▸ **YOUR OBJECTIVE**
Start with the line containing "Mark each instance of the long" and write out each line through the end of the listing, exactly as given.

>>>

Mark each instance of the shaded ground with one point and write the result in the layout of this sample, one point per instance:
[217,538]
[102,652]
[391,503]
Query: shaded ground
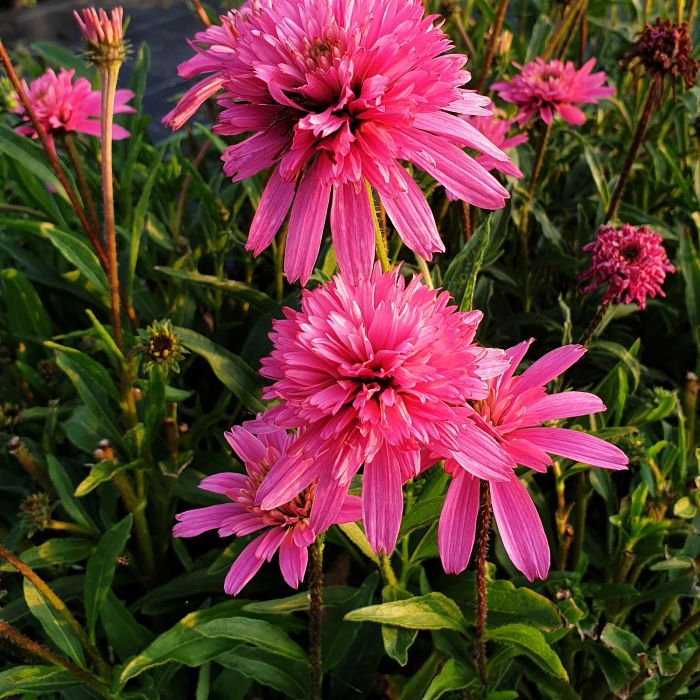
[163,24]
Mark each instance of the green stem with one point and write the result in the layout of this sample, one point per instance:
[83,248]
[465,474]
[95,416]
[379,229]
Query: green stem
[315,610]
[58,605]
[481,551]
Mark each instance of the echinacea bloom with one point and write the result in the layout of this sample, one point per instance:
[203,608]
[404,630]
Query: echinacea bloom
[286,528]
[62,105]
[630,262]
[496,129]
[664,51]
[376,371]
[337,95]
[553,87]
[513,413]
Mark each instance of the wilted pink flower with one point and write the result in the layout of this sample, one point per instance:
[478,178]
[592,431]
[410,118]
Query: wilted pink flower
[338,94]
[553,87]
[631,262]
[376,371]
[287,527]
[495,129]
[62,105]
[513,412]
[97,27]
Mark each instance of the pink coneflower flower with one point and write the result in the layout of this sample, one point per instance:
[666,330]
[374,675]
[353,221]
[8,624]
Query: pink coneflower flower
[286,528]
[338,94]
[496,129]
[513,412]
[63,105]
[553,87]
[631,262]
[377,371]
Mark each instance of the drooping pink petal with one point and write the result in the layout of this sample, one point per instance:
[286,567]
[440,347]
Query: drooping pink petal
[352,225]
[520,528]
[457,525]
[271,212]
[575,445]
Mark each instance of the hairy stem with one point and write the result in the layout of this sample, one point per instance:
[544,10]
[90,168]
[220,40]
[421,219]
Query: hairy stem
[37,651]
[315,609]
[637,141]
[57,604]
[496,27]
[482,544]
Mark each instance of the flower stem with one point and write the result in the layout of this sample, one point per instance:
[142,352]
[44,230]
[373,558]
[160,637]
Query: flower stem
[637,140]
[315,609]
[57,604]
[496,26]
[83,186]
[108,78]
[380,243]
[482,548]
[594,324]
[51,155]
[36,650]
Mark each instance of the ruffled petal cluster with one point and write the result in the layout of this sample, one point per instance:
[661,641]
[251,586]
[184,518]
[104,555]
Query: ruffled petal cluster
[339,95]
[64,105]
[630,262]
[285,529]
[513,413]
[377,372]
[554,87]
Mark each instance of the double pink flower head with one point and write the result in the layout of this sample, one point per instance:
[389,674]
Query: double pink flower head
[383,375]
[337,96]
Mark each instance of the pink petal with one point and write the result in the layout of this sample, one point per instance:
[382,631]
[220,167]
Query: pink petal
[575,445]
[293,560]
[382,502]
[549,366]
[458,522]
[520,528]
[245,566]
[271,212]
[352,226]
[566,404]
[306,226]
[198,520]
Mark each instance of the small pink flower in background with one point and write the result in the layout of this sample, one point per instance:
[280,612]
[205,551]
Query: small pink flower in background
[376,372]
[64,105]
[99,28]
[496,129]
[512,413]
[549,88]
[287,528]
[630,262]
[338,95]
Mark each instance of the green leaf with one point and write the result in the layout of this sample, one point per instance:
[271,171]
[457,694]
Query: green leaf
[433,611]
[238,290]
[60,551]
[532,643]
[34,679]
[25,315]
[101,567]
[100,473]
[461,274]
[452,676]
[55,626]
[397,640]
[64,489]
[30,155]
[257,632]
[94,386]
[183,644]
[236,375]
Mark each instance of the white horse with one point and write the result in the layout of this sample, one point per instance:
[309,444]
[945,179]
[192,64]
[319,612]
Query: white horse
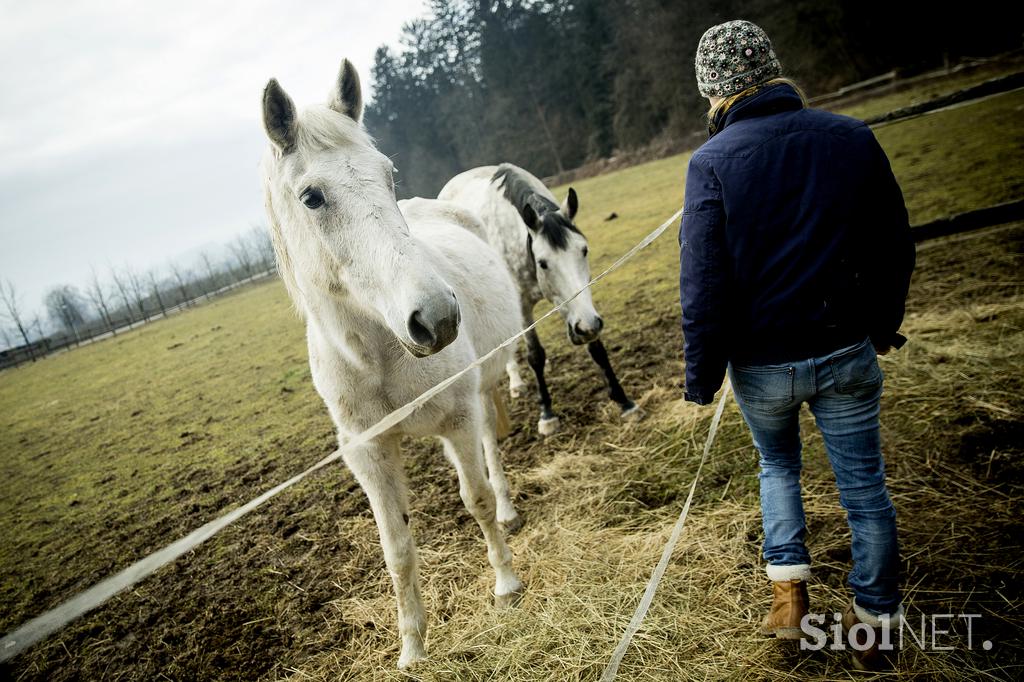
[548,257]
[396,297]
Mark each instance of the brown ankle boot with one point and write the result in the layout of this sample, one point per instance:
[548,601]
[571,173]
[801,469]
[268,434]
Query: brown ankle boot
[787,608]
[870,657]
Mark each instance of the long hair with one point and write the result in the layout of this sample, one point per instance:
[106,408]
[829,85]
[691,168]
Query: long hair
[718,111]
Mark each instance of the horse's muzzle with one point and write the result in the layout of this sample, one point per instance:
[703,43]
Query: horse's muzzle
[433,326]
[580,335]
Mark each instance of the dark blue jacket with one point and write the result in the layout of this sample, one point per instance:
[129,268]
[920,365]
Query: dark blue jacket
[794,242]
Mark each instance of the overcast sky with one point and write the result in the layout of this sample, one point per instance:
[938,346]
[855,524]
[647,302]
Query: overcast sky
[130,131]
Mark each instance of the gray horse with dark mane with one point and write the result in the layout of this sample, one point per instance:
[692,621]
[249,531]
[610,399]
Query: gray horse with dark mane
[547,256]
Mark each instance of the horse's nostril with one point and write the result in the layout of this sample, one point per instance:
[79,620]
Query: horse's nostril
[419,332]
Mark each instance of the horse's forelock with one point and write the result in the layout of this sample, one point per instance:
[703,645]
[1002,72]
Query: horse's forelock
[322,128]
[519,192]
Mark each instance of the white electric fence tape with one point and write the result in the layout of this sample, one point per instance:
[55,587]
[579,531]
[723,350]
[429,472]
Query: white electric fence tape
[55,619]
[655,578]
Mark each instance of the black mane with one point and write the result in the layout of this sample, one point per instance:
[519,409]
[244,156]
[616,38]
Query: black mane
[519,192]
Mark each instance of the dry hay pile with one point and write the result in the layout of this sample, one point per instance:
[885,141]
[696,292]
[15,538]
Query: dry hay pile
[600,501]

<<<

▸ **SOLUTION TO THIS EXERCISE**
Mark each instance of the long hair with one point and write the result in the layout of this sample, one point per instance:
[106,408]
[829,85]
[691,168]
Query: long hair
[718,111]
Mark each instance of the horse's muzzle with one point and write the result in the layout of this sample, one point per instance:
[703,43]
Query: horse's muzzle
[433,326]
[580,335]
Mark each instance of the dark blue jacket with one point and write the result in the layout of this sample, one point per instance:
[129,268]
[920,365]
Query: dark blue jacket
[794,242]
Mark each instance of the overcast sky with one point and write the result in the layout of this sample, one point per instance:
[938,346]
[855,524]
[647,302]
Query: overcast sky
[130,131]
Mark each instance of the gray horse with dark mane with one point and write the result in the layout of this sample, one point per instance:
[692,621]
[249,531]
[610,399]
Query: gray horse with dark mane
[547,256]
Mark each instance of the horse's nostril with one point and write the result in the layout of this sample, one point per instance:
[79,620]
Query: horse's nostril
[419,332]
Mark each instance of the horse's forelock with one point and write the result in the layout of this sample, one point per instance:
[703,645]
[1002,72]
Query: horse's forelock
[322,128]
[519,192]
Mark each instance of the white electric fence tape with one point and write the result in the layout of this sample, one point per instance:
[55,587]
[579,531]
[723,350]
[429,472]
Query: white electric fence tape
[55,619]
[655,578]
Mark each instance of the black mane with one point and write the result in the layout of this sample, one point per instance:
[519,409]
[244,156]
[616,38]
Query: black mane
[519,192]
Mark each instance of the dry hay pile with one point and write the result in the layout of this sample, one point per instance:
[885,141]
[696,292]
[15,538]
Query: dry hay pile
[600,501]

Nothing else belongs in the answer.